**Exercise prompt**
Your job is to report every line of the entries that has "plant".

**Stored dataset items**
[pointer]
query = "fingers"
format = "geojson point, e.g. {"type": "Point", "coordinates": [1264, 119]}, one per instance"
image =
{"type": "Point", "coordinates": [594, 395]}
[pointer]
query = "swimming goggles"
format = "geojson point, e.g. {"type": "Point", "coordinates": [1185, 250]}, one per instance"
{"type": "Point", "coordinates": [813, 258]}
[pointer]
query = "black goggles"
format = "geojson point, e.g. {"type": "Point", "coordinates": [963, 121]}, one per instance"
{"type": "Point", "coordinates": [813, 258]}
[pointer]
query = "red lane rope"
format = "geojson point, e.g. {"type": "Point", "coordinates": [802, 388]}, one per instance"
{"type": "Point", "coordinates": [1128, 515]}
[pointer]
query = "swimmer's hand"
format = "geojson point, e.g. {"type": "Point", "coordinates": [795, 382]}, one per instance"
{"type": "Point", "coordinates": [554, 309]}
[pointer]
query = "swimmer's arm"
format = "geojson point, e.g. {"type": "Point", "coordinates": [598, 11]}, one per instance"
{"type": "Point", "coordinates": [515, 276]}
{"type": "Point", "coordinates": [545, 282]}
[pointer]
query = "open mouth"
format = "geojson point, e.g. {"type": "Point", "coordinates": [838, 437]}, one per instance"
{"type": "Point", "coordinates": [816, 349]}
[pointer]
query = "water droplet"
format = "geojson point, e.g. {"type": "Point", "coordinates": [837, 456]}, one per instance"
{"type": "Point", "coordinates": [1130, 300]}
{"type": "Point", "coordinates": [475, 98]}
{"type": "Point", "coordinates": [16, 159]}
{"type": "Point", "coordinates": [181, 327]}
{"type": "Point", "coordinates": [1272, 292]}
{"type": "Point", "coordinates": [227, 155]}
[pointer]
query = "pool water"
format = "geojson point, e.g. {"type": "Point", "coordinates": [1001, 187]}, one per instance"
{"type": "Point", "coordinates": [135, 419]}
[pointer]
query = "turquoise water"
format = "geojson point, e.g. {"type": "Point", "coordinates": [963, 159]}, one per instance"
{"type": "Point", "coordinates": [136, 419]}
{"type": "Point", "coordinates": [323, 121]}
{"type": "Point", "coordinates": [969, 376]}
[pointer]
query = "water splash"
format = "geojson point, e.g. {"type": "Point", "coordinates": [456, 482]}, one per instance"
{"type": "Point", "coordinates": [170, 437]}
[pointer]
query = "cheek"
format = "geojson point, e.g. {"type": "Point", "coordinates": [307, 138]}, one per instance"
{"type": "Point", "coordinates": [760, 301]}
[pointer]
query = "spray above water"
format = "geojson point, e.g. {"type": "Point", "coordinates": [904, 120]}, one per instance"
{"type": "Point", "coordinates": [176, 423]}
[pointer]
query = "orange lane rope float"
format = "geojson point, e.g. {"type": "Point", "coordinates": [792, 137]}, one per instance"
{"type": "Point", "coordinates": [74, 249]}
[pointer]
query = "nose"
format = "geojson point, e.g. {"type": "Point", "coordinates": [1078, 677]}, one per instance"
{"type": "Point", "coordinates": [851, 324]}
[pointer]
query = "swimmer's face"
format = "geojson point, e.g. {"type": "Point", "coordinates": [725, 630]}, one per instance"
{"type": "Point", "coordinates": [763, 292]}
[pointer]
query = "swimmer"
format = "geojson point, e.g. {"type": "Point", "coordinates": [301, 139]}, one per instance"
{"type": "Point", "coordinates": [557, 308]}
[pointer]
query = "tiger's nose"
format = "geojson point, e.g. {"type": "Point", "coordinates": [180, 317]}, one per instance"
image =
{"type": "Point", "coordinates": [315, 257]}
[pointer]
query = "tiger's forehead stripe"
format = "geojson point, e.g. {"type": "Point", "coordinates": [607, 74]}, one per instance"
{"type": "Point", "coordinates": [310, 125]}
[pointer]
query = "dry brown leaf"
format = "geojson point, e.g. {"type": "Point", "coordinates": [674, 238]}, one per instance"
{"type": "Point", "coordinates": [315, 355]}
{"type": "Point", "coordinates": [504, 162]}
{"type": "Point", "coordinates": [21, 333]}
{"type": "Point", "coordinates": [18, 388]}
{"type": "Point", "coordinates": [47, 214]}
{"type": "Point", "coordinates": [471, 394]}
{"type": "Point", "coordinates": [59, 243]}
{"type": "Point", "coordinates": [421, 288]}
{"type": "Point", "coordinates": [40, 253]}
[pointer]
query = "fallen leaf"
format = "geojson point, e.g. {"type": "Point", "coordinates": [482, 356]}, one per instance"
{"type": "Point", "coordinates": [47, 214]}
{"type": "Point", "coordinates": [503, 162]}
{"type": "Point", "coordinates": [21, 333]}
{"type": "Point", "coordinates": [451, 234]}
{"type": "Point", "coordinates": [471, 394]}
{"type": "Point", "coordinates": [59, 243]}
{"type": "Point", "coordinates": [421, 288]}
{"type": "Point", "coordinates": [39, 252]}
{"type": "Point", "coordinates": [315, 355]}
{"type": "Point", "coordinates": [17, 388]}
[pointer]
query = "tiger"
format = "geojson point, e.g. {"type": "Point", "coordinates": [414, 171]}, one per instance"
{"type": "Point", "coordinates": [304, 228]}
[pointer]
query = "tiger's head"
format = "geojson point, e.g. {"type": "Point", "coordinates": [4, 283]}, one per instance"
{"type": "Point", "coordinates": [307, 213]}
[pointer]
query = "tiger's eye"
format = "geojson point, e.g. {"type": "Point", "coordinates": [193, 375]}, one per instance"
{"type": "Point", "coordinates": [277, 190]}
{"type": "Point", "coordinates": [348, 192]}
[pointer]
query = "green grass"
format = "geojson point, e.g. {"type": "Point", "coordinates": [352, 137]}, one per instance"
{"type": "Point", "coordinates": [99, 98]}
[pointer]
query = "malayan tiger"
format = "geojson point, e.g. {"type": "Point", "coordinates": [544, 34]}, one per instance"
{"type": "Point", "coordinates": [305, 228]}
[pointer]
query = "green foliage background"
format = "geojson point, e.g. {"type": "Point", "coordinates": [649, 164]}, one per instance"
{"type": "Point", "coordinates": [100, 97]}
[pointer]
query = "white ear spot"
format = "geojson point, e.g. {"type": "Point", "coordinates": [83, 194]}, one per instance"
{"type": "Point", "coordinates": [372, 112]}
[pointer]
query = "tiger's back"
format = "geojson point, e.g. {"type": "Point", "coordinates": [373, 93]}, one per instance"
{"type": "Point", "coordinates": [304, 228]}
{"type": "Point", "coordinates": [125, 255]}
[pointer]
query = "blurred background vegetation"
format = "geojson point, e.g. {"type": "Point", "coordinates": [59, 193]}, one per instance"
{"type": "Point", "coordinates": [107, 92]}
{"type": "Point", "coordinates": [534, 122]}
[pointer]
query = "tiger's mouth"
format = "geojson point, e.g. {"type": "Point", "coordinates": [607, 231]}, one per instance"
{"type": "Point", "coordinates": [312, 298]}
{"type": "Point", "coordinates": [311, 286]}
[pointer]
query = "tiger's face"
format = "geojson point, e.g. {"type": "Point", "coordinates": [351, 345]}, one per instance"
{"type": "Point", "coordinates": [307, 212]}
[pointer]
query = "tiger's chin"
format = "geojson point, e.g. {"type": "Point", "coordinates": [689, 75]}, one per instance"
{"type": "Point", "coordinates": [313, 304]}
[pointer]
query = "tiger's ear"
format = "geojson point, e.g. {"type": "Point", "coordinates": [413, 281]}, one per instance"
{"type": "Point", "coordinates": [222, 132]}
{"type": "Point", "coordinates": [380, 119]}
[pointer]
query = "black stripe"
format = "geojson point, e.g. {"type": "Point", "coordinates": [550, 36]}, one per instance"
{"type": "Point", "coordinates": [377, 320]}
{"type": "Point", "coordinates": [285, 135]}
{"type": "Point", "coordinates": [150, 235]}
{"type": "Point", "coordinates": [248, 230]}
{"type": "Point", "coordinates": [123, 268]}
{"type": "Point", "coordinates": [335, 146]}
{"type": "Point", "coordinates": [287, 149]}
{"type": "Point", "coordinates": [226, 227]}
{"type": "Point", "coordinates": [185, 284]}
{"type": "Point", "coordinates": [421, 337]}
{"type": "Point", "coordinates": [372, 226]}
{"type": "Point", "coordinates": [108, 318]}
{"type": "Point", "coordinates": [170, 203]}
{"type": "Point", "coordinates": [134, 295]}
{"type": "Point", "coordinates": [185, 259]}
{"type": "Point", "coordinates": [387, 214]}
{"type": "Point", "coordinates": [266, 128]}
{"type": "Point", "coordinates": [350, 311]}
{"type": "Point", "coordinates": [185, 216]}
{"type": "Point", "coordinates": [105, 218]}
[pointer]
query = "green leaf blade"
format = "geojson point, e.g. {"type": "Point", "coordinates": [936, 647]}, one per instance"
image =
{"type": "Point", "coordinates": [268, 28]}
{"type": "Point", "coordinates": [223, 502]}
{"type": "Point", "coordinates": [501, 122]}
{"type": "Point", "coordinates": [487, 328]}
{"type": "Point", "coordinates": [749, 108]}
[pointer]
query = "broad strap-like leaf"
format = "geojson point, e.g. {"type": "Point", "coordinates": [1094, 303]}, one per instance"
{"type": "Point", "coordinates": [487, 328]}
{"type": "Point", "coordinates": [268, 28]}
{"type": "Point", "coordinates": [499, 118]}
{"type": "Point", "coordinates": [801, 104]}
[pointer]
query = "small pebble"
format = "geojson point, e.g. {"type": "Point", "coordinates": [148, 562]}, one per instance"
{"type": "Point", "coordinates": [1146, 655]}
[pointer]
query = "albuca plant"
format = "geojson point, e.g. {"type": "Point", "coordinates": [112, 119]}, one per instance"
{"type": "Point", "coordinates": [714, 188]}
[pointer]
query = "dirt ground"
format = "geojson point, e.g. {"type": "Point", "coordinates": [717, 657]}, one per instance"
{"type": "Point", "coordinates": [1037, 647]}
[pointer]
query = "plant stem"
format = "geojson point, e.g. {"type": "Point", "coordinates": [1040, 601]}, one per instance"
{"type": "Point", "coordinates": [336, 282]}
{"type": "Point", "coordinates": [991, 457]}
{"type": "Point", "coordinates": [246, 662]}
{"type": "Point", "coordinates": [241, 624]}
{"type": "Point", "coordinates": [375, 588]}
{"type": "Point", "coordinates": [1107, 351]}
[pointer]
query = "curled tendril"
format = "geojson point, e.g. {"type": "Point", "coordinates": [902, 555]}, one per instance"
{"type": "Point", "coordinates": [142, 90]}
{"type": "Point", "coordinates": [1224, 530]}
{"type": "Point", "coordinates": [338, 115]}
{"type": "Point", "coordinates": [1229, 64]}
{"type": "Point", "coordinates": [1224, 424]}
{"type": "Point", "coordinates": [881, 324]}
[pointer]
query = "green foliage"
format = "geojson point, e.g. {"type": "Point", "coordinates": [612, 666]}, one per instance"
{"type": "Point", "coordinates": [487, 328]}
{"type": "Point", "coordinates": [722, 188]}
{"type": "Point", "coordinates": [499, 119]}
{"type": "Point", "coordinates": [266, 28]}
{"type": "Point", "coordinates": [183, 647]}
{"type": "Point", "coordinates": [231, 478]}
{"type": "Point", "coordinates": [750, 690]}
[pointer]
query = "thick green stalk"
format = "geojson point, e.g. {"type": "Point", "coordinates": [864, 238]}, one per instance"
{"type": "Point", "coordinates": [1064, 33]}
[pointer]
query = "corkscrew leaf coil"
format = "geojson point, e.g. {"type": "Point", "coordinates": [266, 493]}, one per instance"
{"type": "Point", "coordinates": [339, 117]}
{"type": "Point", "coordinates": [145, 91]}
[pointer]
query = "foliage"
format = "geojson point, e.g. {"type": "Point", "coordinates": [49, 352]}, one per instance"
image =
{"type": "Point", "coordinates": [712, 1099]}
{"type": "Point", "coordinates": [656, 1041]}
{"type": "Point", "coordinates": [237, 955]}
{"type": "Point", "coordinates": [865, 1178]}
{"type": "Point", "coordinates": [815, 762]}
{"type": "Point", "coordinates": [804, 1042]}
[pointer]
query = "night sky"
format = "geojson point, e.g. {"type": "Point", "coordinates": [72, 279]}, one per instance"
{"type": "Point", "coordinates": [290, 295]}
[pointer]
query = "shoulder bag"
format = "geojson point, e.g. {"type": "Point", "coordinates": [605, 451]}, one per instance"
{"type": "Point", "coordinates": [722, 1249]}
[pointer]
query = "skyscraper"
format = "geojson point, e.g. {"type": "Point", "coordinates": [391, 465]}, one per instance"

**Response**
query = "albuca plant"
query = "plant stem"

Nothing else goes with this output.